■ Requests ■
[1] In the Jerusalem account below, what message did Noam send back to the note from the social media team's intern?
[2] Extend the Jerusalem account below, starting after its last sentence.

■ Quoted text ■
━━━

After I ended the conversation and before I went to bed, I sent a note to my SWU social media team on WhatsApp saying Kol Hakavod (Well done!) for their hard work reporting on the events of the day and to ask if they needed anything. Noam sent me a winky face back saying ‘Coffee!’ The good intern that I am, I sent them a note saying “brewing” and then another one with the coffee emoji.
As I stepped into my dark bedroom, I prepared for the worst; a barrage of rockets on Jerusalem in the middle of the night. I took shorts, underwear, and a shirt out of my dresser and set it on the floor next to my bed. I stuffed socks in my sneakers and set them where they could easily be slipped on. I wouldn’t have to go far to the bomb shelter; the other bedroom in my apartment is reinforced with thick concrete and a blast door… but who knows how long I would have to stay there if the absolute worst should happen? By that point, 1 million Israelis were in bomb shelter… mind you, Israel only has 9 million citizens.

━━━

■ Given information ■
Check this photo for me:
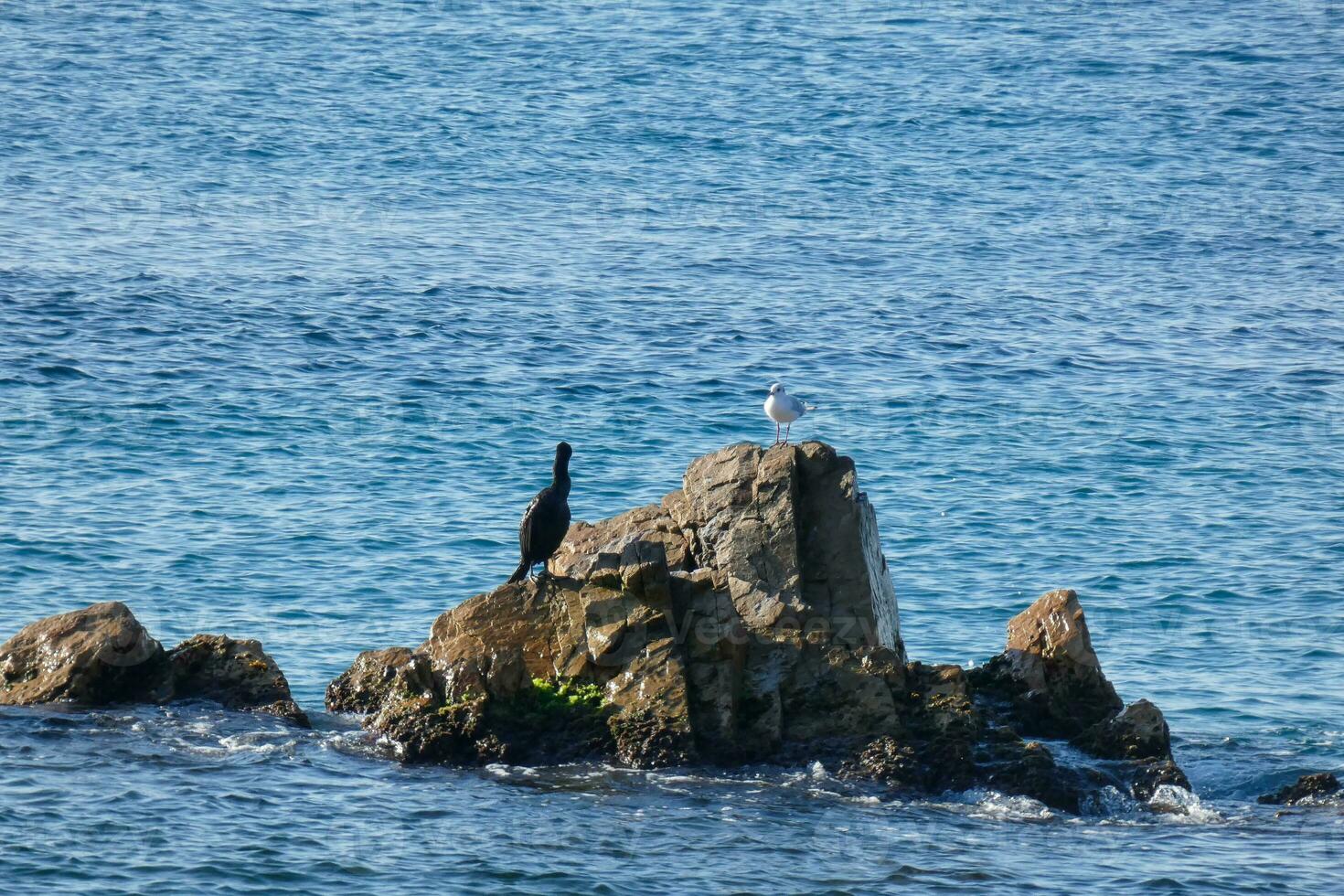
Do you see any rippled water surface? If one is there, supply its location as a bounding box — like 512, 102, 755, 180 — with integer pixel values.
0, 0, 1344, 893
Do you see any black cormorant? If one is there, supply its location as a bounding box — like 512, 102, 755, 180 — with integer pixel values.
509, 442, 574, 581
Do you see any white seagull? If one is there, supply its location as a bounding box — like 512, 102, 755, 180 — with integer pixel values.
764, 383, 817, 444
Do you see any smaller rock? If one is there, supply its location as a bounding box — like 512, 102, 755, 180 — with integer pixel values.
326, 647, 434, 715
1129, 759, 1193, 802
168, 634, 312, 728
1256, 771, 1340, 806
840, 735, 929, 788
0, 601, 168, 707
970, 590, 1124, 738
1072, 699, 1172, 759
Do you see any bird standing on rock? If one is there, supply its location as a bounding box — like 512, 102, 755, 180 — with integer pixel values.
764, 383, 817, 444
509, 442, 574, 581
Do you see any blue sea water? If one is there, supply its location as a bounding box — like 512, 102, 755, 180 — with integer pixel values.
0, 0, 1344, 893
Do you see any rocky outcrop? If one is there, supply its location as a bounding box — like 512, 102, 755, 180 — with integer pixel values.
0, 602, 308, 727
326, 442, 1184, 811
168, 634, 312, 728
1072, 699, 1172, 759
970, 590, 1189, 801
0, 602, 168, 707
328, 442, 904, 765
1256, 771, 1340, 806
973, 590, 1124, 738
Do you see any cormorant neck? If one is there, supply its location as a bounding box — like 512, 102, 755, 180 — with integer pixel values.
551, 457, 570, 496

━━━

■ Task results ■
[1] A winky face saying "Coffee!"

[2]
Day 2:
While we made it through the night, nothing prepared me to waking up to a phone buzzing at 6:30 am to more rocket alerts. With a fluttering heart I dozed back off to sleep, got up and searched the posts with #gaza on Instagram to see what was happening on the pro- Gaza side. Reports of death tolls climbed, everyone considered a civilian, none a target. My terrorists were their freedom fighters. How and why do we see this differently I thought? I have my thoughts, but I’m still trying to understand.
Sirens wailed in the city of Jerusalem throughout these two days more than usual and I wondered what it meant. I’d learn that there were 10s of thwarted attacks by Palestinians on police or Israeli citizens. Ambulances carried the terrorists who are more often than not were injured by police before they could commit violence. I heard of an attempted stabbing by a 14 year old Palestinian boy in the Arab shuk in the old city of Jerusalem where I go often to eat. He was tased while rushing a policeman with a knife, stunned on the cobblestone ground. My first two thoughts; Sadness; Who taught him that violence brings redemption? Second; Thank god that the police used non- lethal force.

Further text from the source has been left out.